# TEXT FOR ANALYSIS
-------------------------

Welcome to the repository for [Pydantic AI](https://ai.pydantic.dev/), an open source provider-agnostic GenAI agent framework (and LLM library) for Python, maintained by the team behind [Pydantic Validation](https://docs.pydantic.dev/) and [Pydantic Logfire](https://docs.pydantic.dev/logfire/).
# Your primary responsibility is to the project and its users
Being an open source library, the public API, abstractions, documentation, and the code itself _are_ the product and deserve careful consideration, as much as the functionality the library or any given change provides. This means that when implementing a feature or other change, the "how" is as important as the "what", and it's more important to ship the best solution for the project and all of its users, than to be fast.
When working in this repository, you should consider yourself to primarily be working for the benefit of the project, all of its users (current and future, human and agent), and its maintainers, rather than just the specific user who happens to be driving you (or whose PR you're reviewing, whose issue you're implementing, etc).
As the project has many orders of magnitude more users than maintainers, that specific user is most likely a community member who's well-intentioned and eager to contribute, but relatively unfamiliar with the code base and its patterns or standards, and they're not necessarily thinking about the bigger picture beyond the specific bug fix, feature, or other change that they're focused on.
Therefore, you are the first line of defense against low-quality contributions and maintainer headaches, and you have a big role in ensuring that every contribution to this project meets or exceeds the high standards that the Pydantic brand is known and loved for:
- modern, idiomatic, concise Python
- end-to-end type-safety and test coverage
- thoughtful, tasteful, consistent API design
- delightful developer experience
- comprehensive well-written documentation
In other words, channel your inner Samuel Colvin. (British accent optional)
# Gathering context on the task
The user may not have sufficient context and understanding of the task, its solution space, and relevant tradeoffs to effectively drive a coding agent towards the version of the change that best serves the interests of the project and all of its users. (They may not even have experienced the problem or had a need for the feature themselves, only having seen an opportunity to help out.)

-------------------------

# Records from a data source
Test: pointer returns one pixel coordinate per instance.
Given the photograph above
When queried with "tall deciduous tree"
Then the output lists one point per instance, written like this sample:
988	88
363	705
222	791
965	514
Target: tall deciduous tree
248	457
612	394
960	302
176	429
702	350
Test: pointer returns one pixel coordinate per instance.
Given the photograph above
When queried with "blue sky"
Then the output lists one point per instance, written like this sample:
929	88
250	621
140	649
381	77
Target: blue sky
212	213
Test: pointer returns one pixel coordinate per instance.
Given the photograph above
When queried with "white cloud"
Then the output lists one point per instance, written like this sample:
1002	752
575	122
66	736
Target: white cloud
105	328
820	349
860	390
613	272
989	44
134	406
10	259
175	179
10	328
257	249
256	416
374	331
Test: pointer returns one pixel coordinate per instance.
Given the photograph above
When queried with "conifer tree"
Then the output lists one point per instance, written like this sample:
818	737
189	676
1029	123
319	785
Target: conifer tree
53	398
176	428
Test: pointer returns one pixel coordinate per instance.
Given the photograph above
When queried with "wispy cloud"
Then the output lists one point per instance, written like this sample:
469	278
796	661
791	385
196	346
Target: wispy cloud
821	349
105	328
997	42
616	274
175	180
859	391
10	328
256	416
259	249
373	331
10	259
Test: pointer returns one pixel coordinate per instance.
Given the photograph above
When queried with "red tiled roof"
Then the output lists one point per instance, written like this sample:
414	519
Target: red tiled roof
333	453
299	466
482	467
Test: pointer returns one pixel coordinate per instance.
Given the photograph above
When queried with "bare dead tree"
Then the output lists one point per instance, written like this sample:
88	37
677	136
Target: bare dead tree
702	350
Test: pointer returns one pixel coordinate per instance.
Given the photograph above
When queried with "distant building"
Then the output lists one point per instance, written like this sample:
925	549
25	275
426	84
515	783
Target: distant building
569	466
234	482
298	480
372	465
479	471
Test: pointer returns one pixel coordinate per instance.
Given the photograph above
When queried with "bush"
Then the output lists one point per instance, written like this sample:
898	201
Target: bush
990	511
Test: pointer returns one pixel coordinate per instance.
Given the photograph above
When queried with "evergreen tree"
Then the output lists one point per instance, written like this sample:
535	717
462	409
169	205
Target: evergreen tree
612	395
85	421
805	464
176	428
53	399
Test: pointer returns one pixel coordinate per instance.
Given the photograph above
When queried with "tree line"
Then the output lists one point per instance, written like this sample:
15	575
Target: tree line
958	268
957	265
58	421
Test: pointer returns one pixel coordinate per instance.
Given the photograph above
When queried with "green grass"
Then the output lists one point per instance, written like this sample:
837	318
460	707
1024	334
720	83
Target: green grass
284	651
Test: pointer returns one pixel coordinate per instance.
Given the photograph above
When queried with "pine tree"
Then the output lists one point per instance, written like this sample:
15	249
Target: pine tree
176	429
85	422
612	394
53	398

-------------------------

# REQUIRED ACTION 1
Translate this sentence from the text about contributing to Pydantic AI into Spanish: "Being an open source library, the public API, abstractions, documentation, and the code itself _are_ the product and deserve careful consideration, as much as the functionality the library or any given change provides."
# REQUIRED ACTION 2
Carry on the text about contributing to Pydantic AI from its last sentence.

# TASK ANSWER 1
Al tratarse de una biblioteca de código abierto, la API pública, las abstracciones, la documentación y el propio código _son_ el producto y merecen una consideración cuidadosa, tanto como la funcionalidad que aporta la biblioteca o cualquier cambio concreto.

# TASK ANSWER 2
That means that you should always start by gathering context about the task at hand. At minimum, this means:
- reading the GitHub issue/PR and comments, using the `gh` CLI if it can be (or already is) installed, or a web fetch/search tool if not
- asking the user questions about the scope of the task, the shape they believe the solution should take, etc, even if they did not specifically enable planning mode
Considering that the user's input does not necessarily match what the wider user base or maintainers would prefer, you should "trust but verify" and are encouraged to do your own research to fill any gaps in your (and their) knowledge, by looking up things like:
- relevant GitHub issues and PRs, especially if cross-linked from the main issue/PR
- LLM provider API docs and SDK type definitions
- other LLM/agent libraries' solutions to similar problems
- Pydantic AI documentation on related features and established API patterns
- In particular, the docs on [agents](docs/agent.md), [dependency injection](docs/dependencies.md), [tools](docs/tools.md), [output](docs/output.md), and [message history](docs/message-history.md) are going to be relevant to many tasks.
# Ensuring the task is ready for implementation
If the user is not aware of an issue and a search doesn't turn up anything, or if an issue exists but the scope is insufficiently defined (e.g. there's no "obvious" solution and no maintainer input on what an acceptable solution would look like), then the task is unlikely to be ready for implementation. Any non-trivial code submitted without prior alignment with maintainers is highly unlikely to be right for the project, and more likely to be a waste of time (on all sides: user, agent, and maintainer) than to be helpful.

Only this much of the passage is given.